**DESCRIPTION OF THE TASK:**
Copy the records below in full and leave every image out of the copy.
'''
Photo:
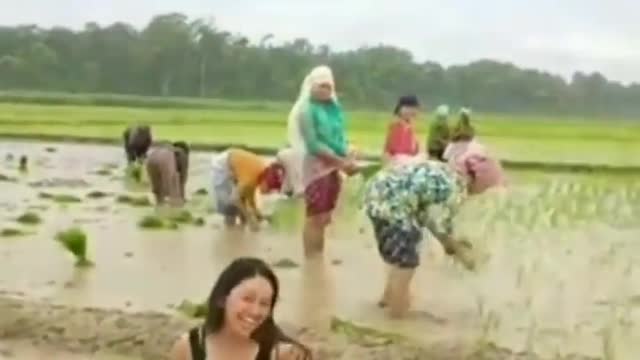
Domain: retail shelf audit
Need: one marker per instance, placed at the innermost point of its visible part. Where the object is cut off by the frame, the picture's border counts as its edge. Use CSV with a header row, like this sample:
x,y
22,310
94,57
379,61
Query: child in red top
x,y
401,144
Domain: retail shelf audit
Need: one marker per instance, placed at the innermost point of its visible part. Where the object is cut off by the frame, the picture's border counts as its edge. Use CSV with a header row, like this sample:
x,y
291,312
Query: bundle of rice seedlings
x,y
138,201
192,309
75,241
29,218
97,194
11,232
151,222
182,217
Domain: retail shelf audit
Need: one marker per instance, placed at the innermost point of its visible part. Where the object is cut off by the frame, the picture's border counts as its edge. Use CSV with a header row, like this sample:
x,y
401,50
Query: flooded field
x,y
563,275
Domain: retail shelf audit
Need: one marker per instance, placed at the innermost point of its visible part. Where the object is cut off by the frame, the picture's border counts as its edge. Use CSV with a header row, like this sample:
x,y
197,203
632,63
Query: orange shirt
x,y
246,168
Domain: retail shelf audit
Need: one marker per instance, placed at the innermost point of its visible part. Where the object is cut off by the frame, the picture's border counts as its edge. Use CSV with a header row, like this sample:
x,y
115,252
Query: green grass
x,y
29,218
11,232
74,240
514,138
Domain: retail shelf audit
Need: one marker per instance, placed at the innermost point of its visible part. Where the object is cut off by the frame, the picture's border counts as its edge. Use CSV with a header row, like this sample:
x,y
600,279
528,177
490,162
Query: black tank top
x,y
196,341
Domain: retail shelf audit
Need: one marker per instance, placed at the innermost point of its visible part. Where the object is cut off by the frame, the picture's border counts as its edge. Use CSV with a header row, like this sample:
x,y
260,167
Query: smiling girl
x,y
239,323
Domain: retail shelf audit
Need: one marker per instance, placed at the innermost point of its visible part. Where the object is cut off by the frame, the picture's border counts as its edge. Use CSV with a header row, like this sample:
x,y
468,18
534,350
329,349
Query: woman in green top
x,y
439,134
317,130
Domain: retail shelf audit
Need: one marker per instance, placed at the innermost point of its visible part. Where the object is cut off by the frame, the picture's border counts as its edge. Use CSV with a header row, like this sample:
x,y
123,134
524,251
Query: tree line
x,y
177,56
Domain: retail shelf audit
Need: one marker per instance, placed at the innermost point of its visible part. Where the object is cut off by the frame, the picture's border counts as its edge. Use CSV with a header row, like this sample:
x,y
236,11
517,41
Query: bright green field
x,y
513,138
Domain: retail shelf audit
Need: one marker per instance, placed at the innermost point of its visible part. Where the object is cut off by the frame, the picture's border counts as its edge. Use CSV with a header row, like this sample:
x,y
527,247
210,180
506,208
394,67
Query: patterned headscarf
x,y
406,100
273,177
463,130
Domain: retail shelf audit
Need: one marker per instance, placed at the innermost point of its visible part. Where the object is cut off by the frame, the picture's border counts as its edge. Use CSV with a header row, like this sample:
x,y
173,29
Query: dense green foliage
x,y
177,56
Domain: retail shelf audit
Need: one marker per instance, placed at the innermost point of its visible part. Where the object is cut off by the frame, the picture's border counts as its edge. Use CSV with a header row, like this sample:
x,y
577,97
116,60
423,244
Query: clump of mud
x,y
11,232
29,218
137,201
75,241
60,198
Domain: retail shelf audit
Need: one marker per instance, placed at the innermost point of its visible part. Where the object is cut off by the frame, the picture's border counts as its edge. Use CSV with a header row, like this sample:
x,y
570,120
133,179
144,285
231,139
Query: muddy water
x,y
560,283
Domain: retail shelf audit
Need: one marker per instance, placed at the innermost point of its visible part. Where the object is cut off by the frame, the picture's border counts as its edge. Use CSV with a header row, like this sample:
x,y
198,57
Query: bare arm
x,y
314,145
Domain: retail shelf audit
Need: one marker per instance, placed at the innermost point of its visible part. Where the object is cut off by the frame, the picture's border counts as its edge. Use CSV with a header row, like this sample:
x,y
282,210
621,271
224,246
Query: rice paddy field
x,y
525,139
561,251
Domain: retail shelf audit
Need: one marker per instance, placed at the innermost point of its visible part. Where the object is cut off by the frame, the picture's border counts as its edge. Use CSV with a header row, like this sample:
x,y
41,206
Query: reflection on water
x,y
557,266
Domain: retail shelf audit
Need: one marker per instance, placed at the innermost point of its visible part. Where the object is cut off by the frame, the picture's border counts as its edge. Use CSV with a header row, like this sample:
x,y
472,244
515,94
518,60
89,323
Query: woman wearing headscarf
x,y
237,175
400,202
168,169
316,131
470,158
401,144
439,134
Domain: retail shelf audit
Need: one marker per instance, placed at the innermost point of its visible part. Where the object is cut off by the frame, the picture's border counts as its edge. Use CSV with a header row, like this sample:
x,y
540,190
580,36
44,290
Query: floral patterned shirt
x,y
426,194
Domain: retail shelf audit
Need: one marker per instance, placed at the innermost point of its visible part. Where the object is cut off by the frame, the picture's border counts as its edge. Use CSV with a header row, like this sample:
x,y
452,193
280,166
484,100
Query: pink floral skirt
x,y
321,195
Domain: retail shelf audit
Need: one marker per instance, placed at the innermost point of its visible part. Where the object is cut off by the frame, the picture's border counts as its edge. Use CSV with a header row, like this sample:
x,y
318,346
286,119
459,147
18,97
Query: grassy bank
x,y
516,139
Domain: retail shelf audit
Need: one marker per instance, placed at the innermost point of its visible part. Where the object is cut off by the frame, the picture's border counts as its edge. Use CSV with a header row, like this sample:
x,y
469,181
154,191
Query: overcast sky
x,y
559,36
'''
**EXERCISE ANSWER:**
Photo:
Domain: retail shelf audit
Need: one marker per instance, placed at the innermost point of its visible part. Where the object is cut off by the frame, the picture's border counts as its edge. Use CSV with a header row, like this sample:
x,y
22,310
94,57
379,61
Query: child in red top
x,y
401,144
Domain: retail shelf audit
Need: one marker per instance, placed at the innermost point of its visible part. Where the object is cut off by the frame, the picture's border counts as its edge. Use CSV with a header row, like this sample:
x,y
291,312
Query: bundle of rice seedlings
x,y
138,201
192,309
75,241
29,218
97,194
11,232
151,222
182,217
Domain: retail shelf audit
Need: one marker per instance, placed at the innermost point of its visible part. Where the object is cut off by the frame, the picture's border counts as its edge. Use CSV with a header row, like this sample:
x,y
401,50
Query: flooded field
x,y
563,275
Domain: retail shelf audit
Need: one marker per instance, placed at the innermost point of its visible part. Where the object is cut off by the frame, the picture's border counts as its edge. Use CSV with a header row, like this sample:
x,y
197,203
632,63
Query: orange shirt
x,y
246,168
Domain: retail shelf audit
Need: one marker per instance, placed at the innermost point of its visible part. Where the object is cut off by the frame, the picture's border counts as its edge. Use CSV with a header row, like this sample:
x,y
115,252
Query: green grass
x,y
29,218
11,232
74,240
514,138
Domain: retail shelf audit
Need: one marker per instance, placed at the innermost point of its visible part. Where the object is cut off by the frame, the picture's border counts as its edge. Use CSV with a header row, like this sample:
x,y
600,279
528,177
490,162
Query: black tank top
x,y
196,341
Domain: retail shelf audit
Need: one marker per instance, placed at the innermost point of its visible part. Where the object is cut off by the frame, the picture's border counts as its edge. Use CSV with a header row, like this sample:
x,y
260,167
Query: smiling girl
x,y
239,323
Domain: retail shelf audit
Need: one marker per instance, placed at the innermost point of its visible part. Where the object is cut off by the frame, the picture's border counts as its edge. Use CSV with a header row, like this sample:
x,y
468,18
534,350
329,349
Query: woman in green top
x,y
439,134
317,130
Domain: retail shelf audit
Need: one marker per instance, placed at the innermost point of its visible part. Where the object is cut off by the frame, the picture's border counts as its edge. Use CSV with a header row, like this sample:
x,y
123,134
524,251
Query: tree line
x,y
177,56
Domain: retail shelf audit
Need: one marker per instance, placed at the innermost point of its visible part. Where the object is cut off by the frame, the picture's border counts as its edge. Use CSV with a header row, like this sample:
x,y
236,11
517,41
Query: bright green field
x,y
513,138
Domain: retail shelf audit
Need: one marker per instance, placed at the innermost point of its visible part. Where the object is cut off by the frame, the picture's border counts as its edge. Use CSV with a header row, like this sample:
x,y
527,247
210,180
506,208
394,67
Query: patterned headscarf
x,y
406,100
273,177
463,130
Domain: retail shelf audit
Need: one marker per instance, placed at the innermost point of its visible part. Where the object is cut off by the frame, the picture's border counts as its edge. Use CSV with a header row, like this sample:
x,y
173,29
Query: dense green foliage
x,y
177,56
Domain: retail shelf audit
Need: one marker per instance, placed at the innermost point of its visible part. Where the object is cut off by the frame, the picture's border counts as its edge. Use CSV with a header row, like this sample:
x,y
577,97
116,60
423,244
Query: clump of mud
x,y
11,232
29,218
137,201
75,241
60,198
Domain: retail shelf audit
Need: one marker per instance, placed at the innermost point of its visible part. Where the object is cut off by the frame, the picture's border counts as its edge. Use CSV with a header row, like this sample:
x,y
570,120
133,179
144,285
231,139
Query: muddy water
x,y
560,283
Domain: retail shelf audit
Need: one marker per instance, placed at the innermost point of its visible part. Where the object is cut off by the frame, the picture's border counts as its edge. Use CSV with a header row, like this sample:
x,y
198,57
Query: bare arm
x,y
314,145
Domain: retail shelf audit
Need: one marker per instance, placed at the innermost point of its visible part. Where the object is cut off by the frame, the picture's border counts as its edge. Use CSV with a header row, like this sample:
x,y
282,210
621,271
224,246
Query: rice paddy field
x,y
525,139
561,251
Domain: retail shelf audit
Need: one marker per instance, placed at the innermost point of its visible part. Where the object is cut off by the frame, the picture's border counts as its edge. Use CSV with a header row, like this sample:
x,y
41,206
Query: reflection on water
x,y
557,266
Domain: retail shelf audit
Need: one marker per instance, placed at the innermost point of its visible part. Where the object is cut off by the frame, the picture's border counts as its edge. Use CSV with a header row, like this sample:
x,y
472,244
515,94
518,60
89,323
Query: woman wearing headscarf
x,y
237,175
400,202
168,169
316,131
470,158
401,144
439,134
Domain: retail shelf audit
Need: one marker per instance, placed at the innermost point of its visible part. Where the object is cut off by the frame, the picture's border counts as its edge. Use CSV with a header row, like this sample:
x,y
540,190
580,36
44,290
Query: floral patterned shirt
x,y
426,194
Domain: retail shelf audit
Need: one marker per instance, placed at the innermost point of its visible part. Where the object is cut off by the frame, the picture's border counts as its edge. Use CSV with a header row, like this sample:
x,y
452,193
280,166
484,100
Query: pink floral skirt
x,y
321,195
Domain: retail shelf audit
Need: one marker per instance, placed at the innermost point of its visible part. Where the object is cut off by the frame, the picture's border counts as its edge. Use CSV with a header row, like this sample:
x,y
318,346
286,119
459,147
18,97
Query: grassy bank
x,y
516,139
Domain: retail shelf audit
Need: one marker per instance, placed at the innermost point of its visible part. Where the object is cut off by the frame, the picture's border counts as its edge. Use CSV with a header row, like this sample:
x,y
469,181
154,191
Query: overcast sky
x,y
559,36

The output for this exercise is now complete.